* Extract:

For the last two years, besides daily tasks like raising cattle and pigs, and growing fruit trees to support his family, Sa Chi Ly, a Muong ethnic man from Tan Kieng village, Muong Do commune in Phu Yen district, has taken on an unusual job: patrolling to protect the forest.

Ly is a member of the Tan Kieng village forest protection team. Tasked with safeguarding over 600 hectares of forest, Ly and his team regularly walk and climb mountains each day to monitor and prevent threats to the forest.

Villagers selected the four members of the Tan Kieng forest protection team, who work with a strong sense of responsibility. Team members take turns patrolling, but when there is a high risk of illegal logging or forest fires, the entire team goes together.

“I’ve been doing this for two years. Sometimes we are so worried that we can’t eat or sleep. The biggest fear is forest fires. Once, someone set a fire while hunting for bees, and the whole team had to rush to handle it,” he said. 

“Fortunately, there are not many major fires like this any longer. After such incidents, we actively replant trees to restore the forest,” Ly told VietNamNet.

Currently, around 100 people make up the forest protection teams in Muong Do commune. In recent years, the forest company receives funds for forest protection from the national target program for socio-economic development in ethnic minority and mountainous areas (Program 1719). The company allocates all these funds to the villagers participating in forest protection, with payments based on forest area, roughly VND400,000 per hectare per year.

Each team is assigned to take care of a specific forest area, including natural forests, planted forests, and barren land.

Prohibited activities in protected forest areas include: illegal exploitation of forest products, including minor forest products and medicinal plants; logging, charcoal burning, and cutting trees for firewood; clearing forests for farming or encroaching on forest land; hunting wildlife; and starting fires in the forest.

In the past, one of the biggest concerns for forest protection teams was illegal logging, but the activity has significantly decreased.

“If even a single piece of wood without clear origin is transported out of the forest, it will be thoroughly inspected by the forest rangers. Illegal logging of precious Group I or II timber can lead to prosecution. Many cases have been strictly handled, so people no longer dare to blatantly violate the rules,” a leader of the Phu Yen Forestry Company said.

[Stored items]

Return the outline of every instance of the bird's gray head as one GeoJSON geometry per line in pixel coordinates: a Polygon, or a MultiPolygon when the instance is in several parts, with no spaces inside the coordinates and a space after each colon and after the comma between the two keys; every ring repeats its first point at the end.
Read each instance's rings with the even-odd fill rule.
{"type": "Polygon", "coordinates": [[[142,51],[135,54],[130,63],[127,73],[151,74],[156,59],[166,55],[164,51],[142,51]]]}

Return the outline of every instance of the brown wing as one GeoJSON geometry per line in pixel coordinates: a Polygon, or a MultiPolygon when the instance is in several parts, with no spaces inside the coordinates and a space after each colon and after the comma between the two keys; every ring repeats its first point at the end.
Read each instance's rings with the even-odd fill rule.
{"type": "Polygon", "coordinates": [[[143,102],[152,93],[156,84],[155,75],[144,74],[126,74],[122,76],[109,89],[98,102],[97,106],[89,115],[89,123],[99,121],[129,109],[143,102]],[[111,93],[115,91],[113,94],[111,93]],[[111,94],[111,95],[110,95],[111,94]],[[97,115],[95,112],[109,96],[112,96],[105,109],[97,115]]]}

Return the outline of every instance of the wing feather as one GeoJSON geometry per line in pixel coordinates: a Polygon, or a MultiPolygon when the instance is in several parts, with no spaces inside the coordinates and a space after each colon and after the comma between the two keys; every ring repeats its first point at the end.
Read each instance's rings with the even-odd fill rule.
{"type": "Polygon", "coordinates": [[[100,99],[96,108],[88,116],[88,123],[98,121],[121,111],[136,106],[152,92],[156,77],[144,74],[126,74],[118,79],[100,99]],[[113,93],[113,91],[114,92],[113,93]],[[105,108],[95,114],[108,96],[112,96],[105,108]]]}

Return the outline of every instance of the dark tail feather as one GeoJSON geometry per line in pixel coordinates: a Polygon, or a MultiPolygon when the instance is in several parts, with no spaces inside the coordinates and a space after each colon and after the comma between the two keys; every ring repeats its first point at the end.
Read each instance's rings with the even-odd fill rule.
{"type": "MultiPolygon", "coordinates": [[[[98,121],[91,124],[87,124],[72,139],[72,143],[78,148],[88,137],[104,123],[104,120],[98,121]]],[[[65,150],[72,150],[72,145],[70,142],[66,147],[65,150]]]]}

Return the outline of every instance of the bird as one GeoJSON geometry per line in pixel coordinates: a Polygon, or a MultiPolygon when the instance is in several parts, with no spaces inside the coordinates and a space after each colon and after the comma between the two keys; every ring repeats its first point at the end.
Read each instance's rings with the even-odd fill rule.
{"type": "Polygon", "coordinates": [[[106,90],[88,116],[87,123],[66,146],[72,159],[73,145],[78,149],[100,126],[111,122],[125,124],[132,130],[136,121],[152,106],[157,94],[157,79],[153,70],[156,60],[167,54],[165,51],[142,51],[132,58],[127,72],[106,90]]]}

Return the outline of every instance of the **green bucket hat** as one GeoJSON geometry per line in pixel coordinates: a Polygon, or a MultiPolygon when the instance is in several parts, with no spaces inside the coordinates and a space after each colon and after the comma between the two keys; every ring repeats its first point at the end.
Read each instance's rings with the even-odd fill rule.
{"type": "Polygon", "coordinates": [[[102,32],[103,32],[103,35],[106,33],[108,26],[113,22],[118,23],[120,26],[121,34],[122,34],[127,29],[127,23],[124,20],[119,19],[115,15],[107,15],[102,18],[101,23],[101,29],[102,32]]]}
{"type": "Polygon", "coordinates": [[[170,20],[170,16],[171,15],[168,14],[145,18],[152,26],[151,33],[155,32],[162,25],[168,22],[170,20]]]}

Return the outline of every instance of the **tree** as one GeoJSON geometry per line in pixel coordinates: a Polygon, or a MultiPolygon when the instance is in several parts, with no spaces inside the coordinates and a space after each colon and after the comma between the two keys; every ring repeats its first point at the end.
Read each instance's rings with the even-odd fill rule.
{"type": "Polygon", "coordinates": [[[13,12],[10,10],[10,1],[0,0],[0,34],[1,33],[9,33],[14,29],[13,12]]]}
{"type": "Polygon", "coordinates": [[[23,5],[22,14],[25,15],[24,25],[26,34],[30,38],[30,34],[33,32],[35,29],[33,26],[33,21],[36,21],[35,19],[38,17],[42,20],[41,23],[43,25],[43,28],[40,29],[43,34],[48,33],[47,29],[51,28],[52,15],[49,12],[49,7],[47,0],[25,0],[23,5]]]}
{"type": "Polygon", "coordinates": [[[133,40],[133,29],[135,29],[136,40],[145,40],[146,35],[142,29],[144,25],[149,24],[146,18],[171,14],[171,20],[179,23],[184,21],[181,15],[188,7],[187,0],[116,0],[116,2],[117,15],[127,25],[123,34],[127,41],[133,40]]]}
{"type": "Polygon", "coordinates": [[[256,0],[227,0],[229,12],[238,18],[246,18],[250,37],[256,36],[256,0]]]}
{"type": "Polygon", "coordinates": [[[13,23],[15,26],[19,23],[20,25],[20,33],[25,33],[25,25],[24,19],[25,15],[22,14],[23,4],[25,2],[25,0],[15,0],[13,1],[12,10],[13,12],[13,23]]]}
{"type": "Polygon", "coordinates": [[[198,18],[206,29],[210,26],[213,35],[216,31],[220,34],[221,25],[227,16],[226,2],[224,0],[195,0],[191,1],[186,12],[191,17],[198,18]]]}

* Exercise A:
From the article on forest protection, list the activities that are prohibited in protected forest areas, as the semicolons divide them.
* Exercise B:
Reproduce word for word the passage of the article on forest protection starting with "Prohibited activities in" and going on through "in the forest.".
Nothing in the stored items is needed for this work.

* Answer space A:
- Illegal exploitation of forest products, including minor forest products and medicinal plants
- Logging, charcoal burning, and cutting trees for firewood
- Clearing forests for farming or encroaching on forest land
- Hunting wildlife
- Starting fires in the forest

* Answer space B:
Prohibited activities in protected forest areas include: illegal exploitation of forest products, including minor forest products and medicinal plants; logging, charcoal burning, and cutting trees for firewood; clearing forests for farming or encroaching on forest land; hunting wildlife; and starting fires in the forest.